- [What the exercise asks] Return all the entries exactly, keeping pictures out.

- [Recorded data]
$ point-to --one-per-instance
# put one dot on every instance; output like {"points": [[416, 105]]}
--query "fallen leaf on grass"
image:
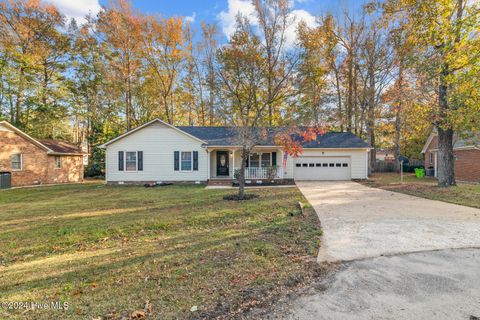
{"points": [[138, 314]]}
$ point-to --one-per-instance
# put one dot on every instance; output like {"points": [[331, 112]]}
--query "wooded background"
{"points": [[389, 74]]}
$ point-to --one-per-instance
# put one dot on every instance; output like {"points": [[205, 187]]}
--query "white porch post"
{"points": [[208, 164], [281, 165], [233, 163]]}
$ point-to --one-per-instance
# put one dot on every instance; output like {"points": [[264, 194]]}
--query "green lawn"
{"points": [[464, 194], [108, 250]]}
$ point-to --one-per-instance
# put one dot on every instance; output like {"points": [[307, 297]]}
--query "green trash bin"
{"points": [[419, 172], [5, 180]]}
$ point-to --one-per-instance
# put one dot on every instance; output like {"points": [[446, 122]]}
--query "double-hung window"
{"points": [[186, 161], [254, 161], [265, 160], [58, 162], [17, 161], [131, 161]]}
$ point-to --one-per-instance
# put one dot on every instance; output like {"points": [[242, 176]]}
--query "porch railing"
{"points": [[263, 173]]}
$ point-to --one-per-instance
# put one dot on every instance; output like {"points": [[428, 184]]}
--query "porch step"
{"points": [[220, 182]]}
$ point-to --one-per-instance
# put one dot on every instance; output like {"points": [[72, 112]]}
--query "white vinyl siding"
{"points": [[186, 161], [158, 143]]}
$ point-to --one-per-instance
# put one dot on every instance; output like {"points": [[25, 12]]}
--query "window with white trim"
{"points": [[266, 160], [17, 161], [130, 161], [58, 162], [186, 161]]}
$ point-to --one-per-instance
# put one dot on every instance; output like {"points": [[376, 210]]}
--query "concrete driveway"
{"points": [[396, 255], [360, 222], [440, 285]]}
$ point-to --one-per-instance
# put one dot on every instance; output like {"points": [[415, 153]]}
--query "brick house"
{"points": [[32, 161], [467, 157]]}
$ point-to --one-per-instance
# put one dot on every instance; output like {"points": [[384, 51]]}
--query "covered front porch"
{"points": [[263, 163]]}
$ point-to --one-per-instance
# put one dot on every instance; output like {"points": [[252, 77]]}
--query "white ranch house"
{"points": [[160, 152]]}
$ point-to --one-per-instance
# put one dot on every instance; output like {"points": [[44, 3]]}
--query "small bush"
{"points": [[235, 197]]}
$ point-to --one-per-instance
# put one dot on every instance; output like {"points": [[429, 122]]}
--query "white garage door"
{"points": [[322, 168]]}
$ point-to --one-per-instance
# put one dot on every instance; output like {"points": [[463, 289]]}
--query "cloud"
{"points": [[227, 19], [76, 9], [191, 19]]}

- [Solution to this task]
$ point-to --one-per-instance
# put one dot on every instance; output like {"points": [[416, 105]]}
--query "fallen leaf on grass"
image:
{"points": [[138, 314]]}
$ point-to --one-per-instance
# put one dot on every instance; output like {"points": [[331, 112]]}
--query "wooded background"
{"points": [[389, 74]]}
$ point-to --one-per-instance
# put one dot on every instance; output like {"points": [[205, 187]]}
--query "white porch post"
{"points": [[208, 164], [281, 165], [233, 163]]}
$ point-to --one-per-instance
# put one dot on every instance; output like {"points": [[264, 194]]}
--query "green lawn"
{"points": [[464, 194], [108, 250]]}
$ point-to --one-per-instance
# put one dot on every instance; output like {"points": [[307, 297]]}
--query "green trash bin"
{"points": [[419, 172], [5, 180]]}
$ point-to --one-per-instance
# put one dot on every instance; output like {"points": [[446, 122]]}
--query "double-hung window"
{"points": [[186, 161], [254, 161], [265, 160], [58, 162], [17, 161], [131, 161]]}
$ point-to --one-per-instance
# put one dot on every instance; output like {"points": [[242, 176]]}
--query "porch railing"
{"points": [[263, 173]]}
$ point-to --one-per-instance
# put one dot on every instance; output like {"points": [[428, 184]]}
--query "porch step"
{"points": [[220, 182]]}
$ point-to --one-per-instance
# put one dot on every instance; output like {"points": [[72, 112]]}
--query "white vinyl siding"
{"points": [[186, 161], [158, 143]]}
$ point-to --one-per-instance
# put one dot on every instance; output like {"points": [[25, 12]]}
--query "window with white trim"
{"points": [[266, 160], [17, 161], [130, 161], [58, 162], [186, 161]]}
$ point-to --one-per-instance
# put one dot on every instance; output like {"points": [[376, 210]]}
--query "concrete driveway"
{"points": [[396, 255], [360, 222], [440, 285]]}
$ point-to --one-per-instance
# put one dot on every instance; output like {"points": [[415, 153]]}
--query "brick house"
{"points": [[32, 161], [467, 157]]}
$ point-to --one-per-instance
# put one dot on every instance; output like {"points": [[384, 51]]}
--query "covered front porch"
{"points": [[263, 163]]}
$ point-to --one-per-instance
# put one dot on every instance; output like {"points": [[252, 77]]}
--query "white ranch house"
{"points": [[160, 152]]}
$ point-to --one-per-instance
# put one dot on every instance; output like {"points": [[44, 3]]}
--query "small bush"
{"points": [[235, 197]]}
$ point-to --one-per-instance
# put one dot on every instance; output like {"points": [[429, 122]]}
--query "white garage door"
{"points": [[322, 168]]}
$ point-to --one-per-instance
# put one dot on every instance; output like {"points": [[463, 289]]}
--query "cloud"
{"points": [[227, 19], [76, 9], [191, 19]]}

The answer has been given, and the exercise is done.